EXERCISE INSTRUCTIONS:
Reproduce the listing below line for line, without altering anything.

--- Start ENTRIES ---

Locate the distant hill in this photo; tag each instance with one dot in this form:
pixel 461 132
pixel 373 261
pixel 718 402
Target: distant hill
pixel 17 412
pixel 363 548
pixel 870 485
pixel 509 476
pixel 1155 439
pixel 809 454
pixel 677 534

--- End ENTRIES ---

RESULT OF THIS TASK:
Locate the distant hill in this photo; tag each instance with one dot in this form:
pixel 461 132
pixel 373 261
pixel 718 402
Target: distant hill
pixel 17 412
pixel 363 548
pixel 870 485
pixel 509 476
pixel 1155 439
pixel 809 454
pixel 677 534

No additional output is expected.